• **Page**:
# # # # #

II-A Integrated Sensing and Control Architecture

Figure 1 shows a typical architecture used for decentralized target tracking and mobile sensor control for a single platform. A sensor interface provides derived target measurements, such as time of arrival, Doppler shift, TDOA/FDOA, RSSI, or AOA. The measurements are usually obtained under measurement origin uncertainty. That is, it is not known a priori which sensor measurements correspond to clutter and which to existing targets. In addition, measurements obtained from targets may be miss-detected at a given time step. The posterior distributions for each target from the previous time step are propagated forward in time under known target birth and survival dynamics. The mechanism for performing this forward prediction is usually a variant of the Chapman-Kolmogorov integral [34, 35]. A data association process uses these predicted posterior distributions to generate a mapping from the measurements to newborn and persisting targets. The association map, sensor measurements, and platform telemetry are then used to apply the Bayes update for each target’s predicted posterior distribution. If the tracker update step is decentralized, a consensus process is used to jointly process the sensor log likelihood messages over the network with one-hop neighbors. The updated posterior distribution per target is used to perform state extraction, which generates state estimates and covariance ellipses. The sensor control policy finally uses the updated posterior distribution to determine which platform control actions (e.g., heading, acceleration, or waypoint) to use for the next time step. A separate consensus procedure may also occur to synchronize agent control actions.

II-B POMDP Formulation for Mobile Sensor Control

Control of mobile sensor networks for multi-target tracking typically follows a partially observable Markov decision process (POMDP) formulation [36, Chapter 5.6]. In a POMDP, the target states (i.e., position and velocities) evolve according to a Markov process and are observed indirectly through sensor measurements. Sensor states also evolve according to a Markov process based on the control action applied at the current time step. Depending on the inertial sensor and kinematic models, the corresponding relationship between platform state dynamics and control may be deterministic or stochastic with directly or partially observable states. The relationship between the sensor measurements and the target and platform states at the current time step is given by a set of likelihood functions. The reward function is designed to capture target tracking goals (e.g., minimized cumulative uncertainty in state estimates), obstacle and inter-agent collision avoidance requirements, and constraints on platform control actions. Given this reward function defined over target states, platform states, and platform actions, the goal is to construct a closed-loop control policy that maximizes the infinite horizon expected cost-to-go (i.e., discounted cumulative reward). The information available for a control policy at the current time step is the measurement history of all target and platform states and the control inputs used at each platform. For simplicity, the following discussion will assume that the sensor platform states are completely observable.

# # # # #

• **Extracted data**:
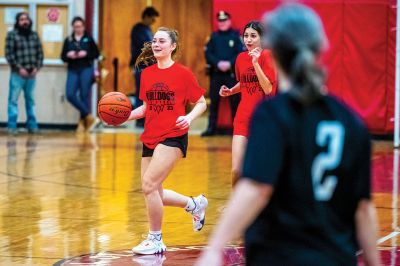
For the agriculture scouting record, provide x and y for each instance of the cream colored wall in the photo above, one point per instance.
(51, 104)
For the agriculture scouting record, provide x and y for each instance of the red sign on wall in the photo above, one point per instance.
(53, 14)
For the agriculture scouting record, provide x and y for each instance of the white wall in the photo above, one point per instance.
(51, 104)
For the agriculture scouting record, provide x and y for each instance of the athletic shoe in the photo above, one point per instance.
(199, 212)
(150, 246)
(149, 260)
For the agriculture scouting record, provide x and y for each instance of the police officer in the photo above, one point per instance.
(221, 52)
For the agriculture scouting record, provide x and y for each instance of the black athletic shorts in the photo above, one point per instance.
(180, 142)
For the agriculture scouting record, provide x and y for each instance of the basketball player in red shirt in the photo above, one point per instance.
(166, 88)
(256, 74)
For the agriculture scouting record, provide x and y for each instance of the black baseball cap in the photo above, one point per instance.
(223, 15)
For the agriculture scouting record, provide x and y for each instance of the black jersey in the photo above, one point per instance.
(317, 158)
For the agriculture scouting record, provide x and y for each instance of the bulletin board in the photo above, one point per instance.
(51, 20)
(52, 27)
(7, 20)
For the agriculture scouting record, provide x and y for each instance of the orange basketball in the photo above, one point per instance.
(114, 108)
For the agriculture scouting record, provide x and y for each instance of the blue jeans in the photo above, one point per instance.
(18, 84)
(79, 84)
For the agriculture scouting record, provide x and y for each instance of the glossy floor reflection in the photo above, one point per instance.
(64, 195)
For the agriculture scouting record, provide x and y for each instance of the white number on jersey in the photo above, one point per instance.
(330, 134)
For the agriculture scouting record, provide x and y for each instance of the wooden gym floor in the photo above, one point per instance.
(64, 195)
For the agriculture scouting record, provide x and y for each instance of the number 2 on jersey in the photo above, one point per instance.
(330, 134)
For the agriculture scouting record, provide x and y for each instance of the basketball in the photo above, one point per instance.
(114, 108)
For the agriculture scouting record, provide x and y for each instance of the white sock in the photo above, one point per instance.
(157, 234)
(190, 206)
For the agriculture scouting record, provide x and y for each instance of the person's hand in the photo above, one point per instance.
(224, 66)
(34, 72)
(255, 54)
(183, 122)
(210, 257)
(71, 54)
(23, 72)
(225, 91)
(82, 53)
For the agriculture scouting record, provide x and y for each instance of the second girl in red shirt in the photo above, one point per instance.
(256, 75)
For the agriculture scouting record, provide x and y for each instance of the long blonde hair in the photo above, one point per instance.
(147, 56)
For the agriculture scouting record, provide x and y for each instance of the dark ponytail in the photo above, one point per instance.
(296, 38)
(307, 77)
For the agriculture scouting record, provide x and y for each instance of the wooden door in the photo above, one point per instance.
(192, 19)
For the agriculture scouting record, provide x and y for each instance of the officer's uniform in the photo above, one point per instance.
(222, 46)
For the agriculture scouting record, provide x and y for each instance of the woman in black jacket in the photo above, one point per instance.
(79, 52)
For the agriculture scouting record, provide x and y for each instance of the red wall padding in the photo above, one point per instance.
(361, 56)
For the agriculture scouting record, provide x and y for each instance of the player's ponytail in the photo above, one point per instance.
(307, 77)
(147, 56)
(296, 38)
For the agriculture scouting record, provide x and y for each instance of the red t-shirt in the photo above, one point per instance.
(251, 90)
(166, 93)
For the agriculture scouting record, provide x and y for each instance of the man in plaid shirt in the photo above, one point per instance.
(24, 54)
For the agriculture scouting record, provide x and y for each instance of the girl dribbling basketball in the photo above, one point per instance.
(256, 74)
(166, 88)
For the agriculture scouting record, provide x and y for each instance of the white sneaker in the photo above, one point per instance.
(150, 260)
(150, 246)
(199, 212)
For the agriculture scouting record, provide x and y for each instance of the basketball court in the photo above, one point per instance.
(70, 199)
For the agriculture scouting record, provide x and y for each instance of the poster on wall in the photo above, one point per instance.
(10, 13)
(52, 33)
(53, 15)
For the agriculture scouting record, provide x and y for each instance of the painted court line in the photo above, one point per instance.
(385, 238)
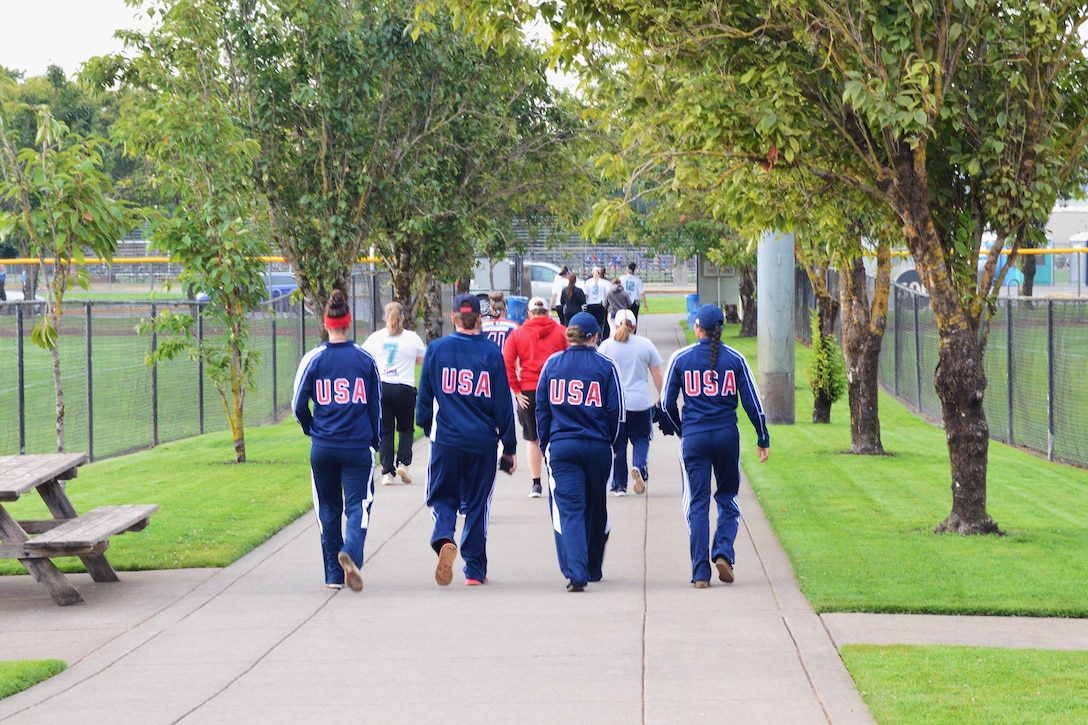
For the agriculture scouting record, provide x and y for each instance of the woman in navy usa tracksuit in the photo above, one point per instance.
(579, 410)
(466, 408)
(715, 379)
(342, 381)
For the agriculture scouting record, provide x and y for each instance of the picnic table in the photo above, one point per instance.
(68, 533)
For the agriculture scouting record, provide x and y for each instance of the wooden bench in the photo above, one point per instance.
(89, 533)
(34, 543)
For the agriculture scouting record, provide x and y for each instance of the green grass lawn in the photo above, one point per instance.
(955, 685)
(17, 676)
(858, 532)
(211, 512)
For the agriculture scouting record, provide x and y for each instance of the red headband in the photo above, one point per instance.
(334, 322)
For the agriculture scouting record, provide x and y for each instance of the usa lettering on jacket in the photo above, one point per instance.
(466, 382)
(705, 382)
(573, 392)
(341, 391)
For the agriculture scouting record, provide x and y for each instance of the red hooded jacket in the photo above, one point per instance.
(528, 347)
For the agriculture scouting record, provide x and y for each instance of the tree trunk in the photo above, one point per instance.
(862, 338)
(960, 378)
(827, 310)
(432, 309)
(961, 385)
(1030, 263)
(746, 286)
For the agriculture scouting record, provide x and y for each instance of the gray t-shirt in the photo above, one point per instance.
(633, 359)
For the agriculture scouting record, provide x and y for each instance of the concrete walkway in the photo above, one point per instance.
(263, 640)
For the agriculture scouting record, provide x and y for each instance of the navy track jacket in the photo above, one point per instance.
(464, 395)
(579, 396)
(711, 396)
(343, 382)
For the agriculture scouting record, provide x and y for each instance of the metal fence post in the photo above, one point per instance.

# # # # #

• **Required work**:
Carry on the passage about sensor control and target tracking from its last sentence.

• **Response for this exercise**:
To prevent the growth of the control and state space dimensionality as new measurements are obtained, the POMDP model is typically reformulated into an equivalent Markov decision process (MDP). This is accomplished using a sufficient statistic that subsumes the measurements up until the current time step [37, Chapter 4.3]. The corresponding sufficient statistic is termed the belief state of the system. The belief state for the sensor control application here is the posterior probability of the target states given the observed measurements up until the current time step. In general, the belief state per target is estimated using application-specific variations of the recursive Bayes filter [35]. For the multi-target case, extensions exist for the joint target probability under soft associations [38] or for multi-target probability distribution under the random finite sets (RFS) formalism [39]. The sensor control reward function at each time step is then mapped to the belief states through an information theoretic measure of the quality of the current target state estimate. The most commonly used measure is the mutual information [40] between the future states per target and the predicted sensor measurements obtained over a finite horizon lookahead window. Each plausible control action affects the locations of the platforms at future time steps, which in turn affects the posterior belief state for each target. The core idea is that the mutual information metric quantifies how the the sharpness of the belief state per target changes over a finite horizon lookahead under each control action.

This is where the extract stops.